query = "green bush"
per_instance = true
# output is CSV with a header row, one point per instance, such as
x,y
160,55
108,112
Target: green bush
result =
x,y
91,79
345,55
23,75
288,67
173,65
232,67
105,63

------------------------------------------------------------------------

SHORT PROBLEM:
Give each line of the entries above as a JSON list of strings, one string per line, skipping any blank lines.

REPLY TO THE TASK:
[
  "query = \"green bush\"",
  "per_instance = true",
  "# output is CSV with a header row, one point per instance, such as",
  "x,y",
  "160,55",
  "108,112",
  "Target: green bush",
  "result =",
  "x,y",
  "91,79",
  "345,55",
  "23,75",
  "288,67",
  "173,65",
  "232,67",
  "105,63"
]